◆ PROBLEM TO WORK ON: Starting at the line with "Note to the class: find the blue plaid", transcribe each line through the final one, both included, and add nothing.

◆ DATA SECTION:
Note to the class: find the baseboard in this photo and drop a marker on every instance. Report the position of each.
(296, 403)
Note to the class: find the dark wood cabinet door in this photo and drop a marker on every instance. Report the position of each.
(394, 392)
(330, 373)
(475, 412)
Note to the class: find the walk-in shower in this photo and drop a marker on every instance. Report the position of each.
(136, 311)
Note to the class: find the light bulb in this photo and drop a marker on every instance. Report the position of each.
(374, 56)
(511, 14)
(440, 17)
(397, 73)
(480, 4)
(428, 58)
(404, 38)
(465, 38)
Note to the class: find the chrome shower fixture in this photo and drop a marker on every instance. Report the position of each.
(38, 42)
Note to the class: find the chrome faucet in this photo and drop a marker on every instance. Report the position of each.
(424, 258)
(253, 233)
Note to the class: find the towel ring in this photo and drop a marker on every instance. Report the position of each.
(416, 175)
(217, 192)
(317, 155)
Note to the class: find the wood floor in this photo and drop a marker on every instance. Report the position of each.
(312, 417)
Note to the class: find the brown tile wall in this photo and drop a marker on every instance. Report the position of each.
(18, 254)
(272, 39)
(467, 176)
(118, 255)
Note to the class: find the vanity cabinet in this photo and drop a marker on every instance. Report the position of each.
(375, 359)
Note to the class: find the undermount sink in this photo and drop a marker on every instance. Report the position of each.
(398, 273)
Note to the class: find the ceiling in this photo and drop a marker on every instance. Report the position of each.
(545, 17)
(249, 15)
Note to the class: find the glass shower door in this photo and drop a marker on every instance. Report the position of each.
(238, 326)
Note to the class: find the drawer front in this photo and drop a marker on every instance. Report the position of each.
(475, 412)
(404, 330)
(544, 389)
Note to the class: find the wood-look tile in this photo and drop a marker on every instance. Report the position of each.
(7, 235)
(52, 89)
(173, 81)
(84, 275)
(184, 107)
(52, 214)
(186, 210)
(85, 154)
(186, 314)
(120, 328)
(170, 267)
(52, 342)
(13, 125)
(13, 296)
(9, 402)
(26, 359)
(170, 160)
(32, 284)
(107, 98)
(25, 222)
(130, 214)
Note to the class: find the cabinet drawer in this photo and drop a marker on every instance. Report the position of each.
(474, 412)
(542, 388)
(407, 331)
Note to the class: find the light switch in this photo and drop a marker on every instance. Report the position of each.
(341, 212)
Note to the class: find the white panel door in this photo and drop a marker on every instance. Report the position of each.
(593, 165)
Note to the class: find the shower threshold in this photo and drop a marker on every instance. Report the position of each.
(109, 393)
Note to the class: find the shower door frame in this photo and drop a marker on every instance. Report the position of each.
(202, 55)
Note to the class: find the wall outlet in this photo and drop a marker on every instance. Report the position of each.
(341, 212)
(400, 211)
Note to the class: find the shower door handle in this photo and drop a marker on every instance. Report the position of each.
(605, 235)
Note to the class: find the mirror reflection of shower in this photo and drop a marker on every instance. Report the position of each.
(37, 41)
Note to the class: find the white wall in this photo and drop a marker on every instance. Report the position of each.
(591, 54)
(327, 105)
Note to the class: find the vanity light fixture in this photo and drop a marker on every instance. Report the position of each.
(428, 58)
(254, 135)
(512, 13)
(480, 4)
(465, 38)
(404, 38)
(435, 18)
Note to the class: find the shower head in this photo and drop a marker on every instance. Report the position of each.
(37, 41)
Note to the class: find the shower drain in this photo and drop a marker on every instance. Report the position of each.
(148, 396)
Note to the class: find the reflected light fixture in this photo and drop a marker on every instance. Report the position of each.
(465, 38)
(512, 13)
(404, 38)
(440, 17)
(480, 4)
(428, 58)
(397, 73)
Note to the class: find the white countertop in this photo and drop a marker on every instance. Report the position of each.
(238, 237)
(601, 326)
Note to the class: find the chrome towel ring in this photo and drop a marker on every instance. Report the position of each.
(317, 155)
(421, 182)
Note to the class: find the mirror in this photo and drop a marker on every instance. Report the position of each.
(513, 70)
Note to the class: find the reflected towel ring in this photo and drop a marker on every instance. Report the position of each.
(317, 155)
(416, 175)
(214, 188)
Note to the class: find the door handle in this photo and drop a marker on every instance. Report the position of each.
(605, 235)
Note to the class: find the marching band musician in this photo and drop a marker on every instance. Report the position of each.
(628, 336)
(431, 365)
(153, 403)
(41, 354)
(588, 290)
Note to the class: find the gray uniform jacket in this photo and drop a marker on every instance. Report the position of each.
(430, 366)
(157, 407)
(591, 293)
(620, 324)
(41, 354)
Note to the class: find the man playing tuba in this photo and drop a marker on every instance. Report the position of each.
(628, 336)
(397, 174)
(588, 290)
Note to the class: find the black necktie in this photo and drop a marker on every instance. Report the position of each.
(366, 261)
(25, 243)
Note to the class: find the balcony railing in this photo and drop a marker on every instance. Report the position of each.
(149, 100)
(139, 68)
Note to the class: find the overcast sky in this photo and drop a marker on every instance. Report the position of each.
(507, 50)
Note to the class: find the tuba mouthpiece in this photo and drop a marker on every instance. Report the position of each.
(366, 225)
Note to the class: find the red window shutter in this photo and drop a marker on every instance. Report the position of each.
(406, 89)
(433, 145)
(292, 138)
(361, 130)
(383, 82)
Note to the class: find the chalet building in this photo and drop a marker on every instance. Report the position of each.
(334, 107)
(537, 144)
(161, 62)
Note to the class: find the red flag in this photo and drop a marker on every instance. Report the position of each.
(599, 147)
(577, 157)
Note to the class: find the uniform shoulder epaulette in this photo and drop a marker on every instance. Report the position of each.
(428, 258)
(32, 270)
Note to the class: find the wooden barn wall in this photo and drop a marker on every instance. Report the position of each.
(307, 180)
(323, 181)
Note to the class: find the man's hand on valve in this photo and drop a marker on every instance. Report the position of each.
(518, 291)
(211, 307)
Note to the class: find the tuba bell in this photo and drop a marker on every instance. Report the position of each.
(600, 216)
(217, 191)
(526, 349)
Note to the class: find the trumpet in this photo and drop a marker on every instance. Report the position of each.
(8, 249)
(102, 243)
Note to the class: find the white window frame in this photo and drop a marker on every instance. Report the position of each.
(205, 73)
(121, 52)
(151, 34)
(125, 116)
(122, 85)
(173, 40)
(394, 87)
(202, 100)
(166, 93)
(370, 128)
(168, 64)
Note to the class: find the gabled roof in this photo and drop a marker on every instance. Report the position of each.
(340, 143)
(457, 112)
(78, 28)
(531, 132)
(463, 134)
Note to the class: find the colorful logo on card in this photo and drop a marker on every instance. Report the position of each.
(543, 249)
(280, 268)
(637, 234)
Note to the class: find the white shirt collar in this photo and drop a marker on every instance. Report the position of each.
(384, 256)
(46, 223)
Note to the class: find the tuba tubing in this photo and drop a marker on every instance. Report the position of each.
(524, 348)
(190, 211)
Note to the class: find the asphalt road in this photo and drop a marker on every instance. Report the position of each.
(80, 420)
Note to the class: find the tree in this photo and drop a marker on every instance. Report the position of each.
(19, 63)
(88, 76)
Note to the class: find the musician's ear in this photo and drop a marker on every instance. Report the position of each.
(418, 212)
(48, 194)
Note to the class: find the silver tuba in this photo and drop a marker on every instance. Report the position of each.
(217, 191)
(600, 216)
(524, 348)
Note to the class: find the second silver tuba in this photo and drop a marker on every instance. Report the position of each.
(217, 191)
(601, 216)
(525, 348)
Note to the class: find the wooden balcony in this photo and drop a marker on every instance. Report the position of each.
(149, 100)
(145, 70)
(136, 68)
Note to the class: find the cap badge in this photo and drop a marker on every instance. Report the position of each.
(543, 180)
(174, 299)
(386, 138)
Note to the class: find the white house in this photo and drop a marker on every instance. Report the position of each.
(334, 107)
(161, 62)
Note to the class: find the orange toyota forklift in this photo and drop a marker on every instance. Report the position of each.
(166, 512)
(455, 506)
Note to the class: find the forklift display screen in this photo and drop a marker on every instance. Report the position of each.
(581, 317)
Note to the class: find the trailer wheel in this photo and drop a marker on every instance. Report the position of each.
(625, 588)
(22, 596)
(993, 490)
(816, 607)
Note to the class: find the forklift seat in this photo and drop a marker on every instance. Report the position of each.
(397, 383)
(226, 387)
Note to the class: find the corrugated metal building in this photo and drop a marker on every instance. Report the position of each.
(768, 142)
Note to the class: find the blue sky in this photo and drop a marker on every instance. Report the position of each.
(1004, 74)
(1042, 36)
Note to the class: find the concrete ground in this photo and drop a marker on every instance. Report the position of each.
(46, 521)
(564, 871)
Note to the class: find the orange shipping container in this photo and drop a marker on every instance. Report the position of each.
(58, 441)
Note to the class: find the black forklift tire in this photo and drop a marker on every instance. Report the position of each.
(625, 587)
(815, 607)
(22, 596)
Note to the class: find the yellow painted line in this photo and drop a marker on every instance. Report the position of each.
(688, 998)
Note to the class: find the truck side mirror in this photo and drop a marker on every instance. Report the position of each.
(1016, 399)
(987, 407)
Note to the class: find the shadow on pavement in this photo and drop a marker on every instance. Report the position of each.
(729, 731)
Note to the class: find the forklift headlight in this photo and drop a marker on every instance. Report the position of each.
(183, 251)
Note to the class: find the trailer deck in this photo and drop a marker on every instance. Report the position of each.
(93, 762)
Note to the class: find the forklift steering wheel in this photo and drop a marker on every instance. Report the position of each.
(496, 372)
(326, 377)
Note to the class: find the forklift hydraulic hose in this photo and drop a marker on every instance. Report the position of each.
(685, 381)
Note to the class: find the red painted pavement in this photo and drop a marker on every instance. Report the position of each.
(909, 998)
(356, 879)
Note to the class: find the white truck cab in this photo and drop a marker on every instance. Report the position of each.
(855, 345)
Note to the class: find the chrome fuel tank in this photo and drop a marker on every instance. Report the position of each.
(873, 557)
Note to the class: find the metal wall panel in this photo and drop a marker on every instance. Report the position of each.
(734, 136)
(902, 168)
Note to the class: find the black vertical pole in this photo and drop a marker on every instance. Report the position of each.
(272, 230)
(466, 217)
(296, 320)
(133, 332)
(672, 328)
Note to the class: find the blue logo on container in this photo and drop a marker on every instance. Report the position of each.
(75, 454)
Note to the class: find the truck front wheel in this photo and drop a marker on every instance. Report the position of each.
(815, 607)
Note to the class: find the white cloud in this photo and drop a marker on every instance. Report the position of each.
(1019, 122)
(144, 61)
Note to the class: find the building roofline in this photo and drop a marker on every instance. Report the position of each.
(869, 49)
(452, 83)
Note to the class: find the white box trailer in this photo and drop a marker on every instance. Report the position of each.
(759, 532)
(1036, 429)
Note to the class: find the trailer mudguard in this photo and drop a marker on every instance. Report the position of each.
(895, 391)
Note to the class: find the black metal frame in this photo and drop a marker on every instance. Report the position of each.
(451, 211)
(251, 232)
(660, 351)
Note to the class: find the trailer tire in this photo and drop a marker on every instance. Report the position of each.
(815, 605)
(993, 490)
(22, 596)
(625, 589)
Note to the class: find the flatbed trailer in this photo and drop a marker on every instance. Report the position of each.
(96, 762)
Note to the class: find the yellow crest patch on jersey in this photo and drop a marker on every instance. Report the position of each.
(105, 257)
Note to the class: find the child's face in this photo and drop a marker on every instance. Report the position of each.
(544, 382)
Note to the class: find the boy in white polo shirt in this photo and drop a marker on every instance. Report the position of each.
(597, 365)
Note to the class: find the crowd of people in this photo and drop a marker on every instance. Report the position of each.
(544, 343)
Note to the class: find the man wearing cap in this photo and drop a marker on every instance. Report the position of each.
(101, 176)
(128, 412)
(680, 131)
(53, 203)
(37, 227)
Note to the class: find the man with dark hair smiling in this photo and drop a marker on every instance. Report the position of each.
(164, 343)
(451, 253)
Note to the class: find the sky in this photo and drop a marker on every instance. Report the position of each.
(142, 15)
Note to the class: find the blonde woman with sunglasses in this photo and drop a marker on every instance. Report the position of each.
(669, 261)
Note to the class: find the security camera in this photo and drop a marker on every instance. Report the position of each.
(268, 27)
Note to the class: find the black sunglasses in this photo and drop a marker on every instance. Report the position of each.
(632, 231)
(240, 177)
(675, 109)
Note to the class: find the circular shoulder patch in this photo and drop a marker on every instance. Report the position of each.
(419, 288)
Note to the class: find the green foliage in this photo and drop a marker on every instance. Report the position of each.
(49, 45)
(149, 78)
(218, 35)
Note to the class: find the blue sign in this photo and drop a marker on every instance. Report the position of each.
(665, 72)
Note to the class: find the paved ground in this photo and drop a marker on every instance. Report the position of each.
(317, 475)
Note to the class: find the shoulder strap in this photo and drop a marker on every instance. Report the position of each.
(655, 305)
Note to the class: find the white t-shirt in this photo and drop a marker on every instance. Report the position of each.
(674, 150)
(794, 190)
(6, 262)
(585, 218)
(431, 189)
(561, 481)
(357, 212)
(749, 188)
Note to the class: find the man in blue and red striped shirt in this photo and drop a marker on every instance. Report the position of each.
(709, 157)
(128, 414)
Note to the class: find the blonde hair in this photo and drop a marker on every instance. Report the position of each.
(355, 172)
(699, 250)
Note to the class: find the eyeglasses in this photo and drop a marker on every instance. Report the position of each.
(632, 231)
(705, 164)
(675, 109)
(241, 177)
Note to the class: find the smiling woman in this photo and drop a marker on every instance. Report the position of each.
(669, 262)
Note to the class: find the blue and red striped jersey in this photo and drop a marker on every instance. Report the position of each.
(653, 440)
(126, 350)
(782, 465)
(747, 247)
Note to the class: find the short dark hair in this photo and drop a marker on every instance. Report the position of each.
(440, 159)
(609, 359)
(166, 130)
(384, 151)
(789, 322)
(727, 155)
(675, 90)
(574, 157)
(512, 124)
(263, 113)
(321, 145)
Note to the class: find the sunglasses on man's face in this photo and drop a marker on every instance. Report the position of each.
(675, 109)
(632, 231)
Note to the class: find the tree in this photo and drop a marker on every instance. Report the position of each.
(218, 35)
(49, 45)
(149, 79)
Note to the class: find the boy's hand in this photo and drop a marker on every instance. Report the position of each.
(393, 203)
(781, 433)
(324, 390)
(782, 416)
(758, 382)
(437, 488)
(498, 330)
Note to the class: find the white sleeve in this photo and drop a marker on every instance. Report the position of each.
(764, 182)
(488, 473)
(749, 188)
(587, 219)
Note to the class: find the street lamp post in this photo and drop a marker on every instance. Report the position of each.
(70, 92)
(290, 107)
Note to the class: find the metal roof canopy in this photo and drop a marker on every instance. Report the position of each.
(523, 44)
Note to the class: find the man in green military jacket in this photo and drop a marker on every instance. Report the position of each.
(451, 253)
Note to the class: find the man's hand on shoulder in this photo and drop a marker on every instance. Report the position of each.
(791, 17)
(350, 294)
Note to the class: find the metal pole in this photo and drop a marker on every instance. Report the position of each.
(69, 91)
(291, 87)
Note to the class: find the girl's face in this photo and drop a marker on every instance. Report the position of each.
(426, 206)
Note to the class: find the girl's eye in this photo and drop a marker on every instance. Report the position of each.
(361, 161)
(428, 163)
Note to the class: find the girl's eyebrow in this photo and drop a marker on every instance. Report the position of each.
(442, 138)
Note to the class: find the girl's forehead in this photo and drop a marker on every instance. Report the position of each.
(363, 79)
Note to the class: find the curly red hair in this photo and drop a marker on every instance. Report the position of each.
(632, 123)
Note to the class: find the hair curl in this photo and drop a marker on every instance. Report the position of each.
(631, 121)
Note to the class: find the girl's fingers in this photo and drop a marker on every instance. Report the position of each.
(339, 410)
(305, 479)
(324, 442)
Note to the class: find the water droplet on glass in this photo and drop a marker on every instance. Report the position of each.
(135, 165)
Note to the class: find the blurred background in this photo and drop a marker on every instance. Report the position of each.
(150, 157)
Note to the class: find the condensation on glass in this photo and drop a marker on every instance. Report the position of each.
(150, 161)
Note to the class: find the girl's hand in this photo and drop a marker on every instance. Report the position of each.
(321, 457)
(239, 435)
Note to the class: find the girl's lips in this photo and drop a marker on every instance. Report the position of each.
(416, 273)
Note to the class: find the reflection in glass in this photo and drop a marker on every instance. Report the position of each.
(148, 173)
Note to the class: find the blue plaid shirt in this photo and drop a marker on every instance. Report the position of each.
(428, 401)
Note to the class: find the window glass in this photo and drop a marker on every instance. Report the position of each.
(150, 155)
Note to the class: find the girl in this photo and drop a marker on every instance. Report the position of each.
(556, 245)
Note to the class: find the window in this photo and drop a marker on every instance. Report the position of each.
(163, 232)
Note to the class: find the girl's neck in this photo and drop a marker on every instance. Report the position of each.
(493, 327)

◆ RESPONSE TO THIS TASK:
Note to the class: find the blue plaid shirt in this photo and drop a marker on every instance. Report the position of each.
(428, 401)
Note to the class: find the window glass in this photo and drop a marker on every instance. Report the position of each.
(150, 155)
Note to the class: find the girl in this photo and drop a marker on every instance. Report the position of each.
(556, 245)
Note to the class: find the window in this photo and drop a marker on every instance. Report the position of each.
(163, 232)
Note to the class: find the girl's neck in this photo and drop a marker on every instance. Report the position of each.
(493, 327)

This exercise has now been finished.